- _WORK REQUIRED_: Repeat each line of the material exactly.

- _LISTED ENTRIES_:
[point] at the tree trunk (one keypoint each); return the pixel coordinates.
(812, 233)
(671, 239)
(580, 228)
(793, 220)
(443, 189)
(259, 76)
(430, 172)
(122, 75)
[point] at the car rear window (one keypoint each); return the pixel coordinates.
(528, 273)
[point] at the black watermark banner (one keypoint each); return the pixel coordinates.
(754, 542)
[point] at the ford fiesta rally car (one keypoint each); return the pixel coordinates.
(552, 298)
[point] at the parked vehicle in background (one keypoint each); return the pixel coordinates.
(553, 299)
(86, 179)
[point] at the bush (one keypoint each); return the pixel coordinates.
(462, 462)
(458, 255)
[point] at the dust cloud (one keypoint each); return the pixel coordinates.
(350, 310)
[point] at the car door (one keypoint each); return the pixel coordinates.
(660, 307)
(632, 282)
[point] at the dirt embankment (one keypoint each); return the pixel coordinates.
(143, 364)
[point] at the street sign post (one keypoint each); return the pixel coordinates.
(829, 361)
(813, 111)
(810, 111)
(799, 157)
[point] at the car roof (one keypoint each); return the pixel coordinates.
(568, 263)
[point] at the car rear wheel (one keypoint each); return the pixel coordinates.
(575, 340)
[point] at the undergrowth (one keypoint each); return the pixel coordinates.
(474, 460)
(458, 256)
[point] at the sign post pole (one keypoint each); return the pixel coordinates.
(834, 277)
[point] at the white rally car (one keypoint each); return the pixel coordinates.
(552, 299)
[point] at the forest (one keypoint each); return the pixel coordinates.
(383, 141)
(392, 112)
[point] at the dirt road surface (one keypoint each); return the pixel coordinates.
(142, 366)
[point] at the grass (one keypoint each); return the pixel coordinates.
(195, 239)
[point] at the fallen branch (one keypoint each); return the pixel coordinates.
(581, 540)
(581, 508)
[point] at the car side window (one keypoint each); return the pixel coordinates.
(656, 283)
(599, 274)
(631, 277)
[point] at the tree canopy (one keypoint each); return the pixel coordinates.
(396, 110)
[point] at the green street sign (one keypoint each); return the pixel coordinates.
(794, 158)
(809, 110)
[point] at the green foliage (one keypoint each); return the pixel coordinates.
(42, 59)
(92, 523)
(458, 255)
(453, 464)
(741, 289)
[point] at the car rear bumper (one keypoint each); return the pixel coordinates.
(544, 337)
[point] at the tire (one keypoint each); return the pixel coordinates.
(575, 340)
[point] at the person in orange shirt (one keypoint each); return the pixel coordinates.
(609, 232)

- _SOLUTION TO THIS TASK_:
[point] at the tree trunk (one keypoint each); return the pixel coordinates.
(812, 233)
(671, 239)
(580, 228)
(793, 220)
(443, 189)
(259, 76)
(430, 172)
(122, 75)
[point] at the car rear window (one keypoint each); return the pixel coordinates.
(528, 273)
[point] at the black watermark banner (one keypoint each); return the pixel coordinates.
(754, 542)
[point] at the ford fiesta rally car (one keypoint each); return the pixel coordinates.
(552, 298)
[point] at the parked vehicle in background (one keypoint each); return the pixel coordinates.
(553, 299)
(86, 179)
[point] at the bush (one keypoint each); return the pixel coordinates.
(462, 462)
(458, 255)
[point] at the dust cloud (one keypoint each); return the pixel coordinates.
(350, 310)
[point] at the car door (one keypoint each); return the pixel coordinates.
(660, 307)
(632, 282)
[point] at the dirt embankment (one keypoint each); return the pixel coordinates.
(143, 364)
[point] at the street sign post (one keypoint each); return the pixel coordinates.
(829, 361)
(813, 111)
(810, 111)
(799, 157)
[point] at the car roof (one keypoint each); return the pixel coordinates.
(568, 263)
[point] at the car rear wheel (one keypoint each); return the pixel coordinates.
(575, 340)
[point] at the undergrowth (one keypoint each); return the pixel coordinates.
(474, 460)
(458, 256)
[point] at the sign post pole (one keypoint each); return the pixel coordinates.
(834, 277)
[point] at the white rally car (one keypoint each); return the pixel coordinates.
(552, 299)
[point] at the forest (one keypoint each); return the pixel coordinates.
(383, 141)
(392, 112)
[point] at the dirt road surface (one keypoint each); return the pixel coordinates.
(142, 366)
[point] at the grass (one keypoint each); return the pixel coordinates.
(195, 239)
[point] at the fallen branch (one keypoint each); return the pixel coordinates.
(581, 540)
(581, 508)
[point] at the car side window (one keypoint each); return the pixel coordinates.
(656, 283)
(599, 274)
(631, 277)
[point] at the tree canopy (one keypoint each); return the pixel coordinates.
(396, 110)
[point] at the green street sign (one keypoint each); return the pixel coordinates.
(794, 158)
(809, 110)
[point] at the green foliage (one keypoint each); return the pixel coordinates.
(42, 59)
(92, 523)
(458, 255)
(453, 464)
(741, 289)
[point] at the car rear bumper (one keypoint each); return the pixel coordinates.
(544, 337)
[point] at the tire (one keypoint each); return the pixel coordinates.
(575, 340)
[point] at the person in orange shirt (one keypoint each); return the pixel coordinates.
(609, 232)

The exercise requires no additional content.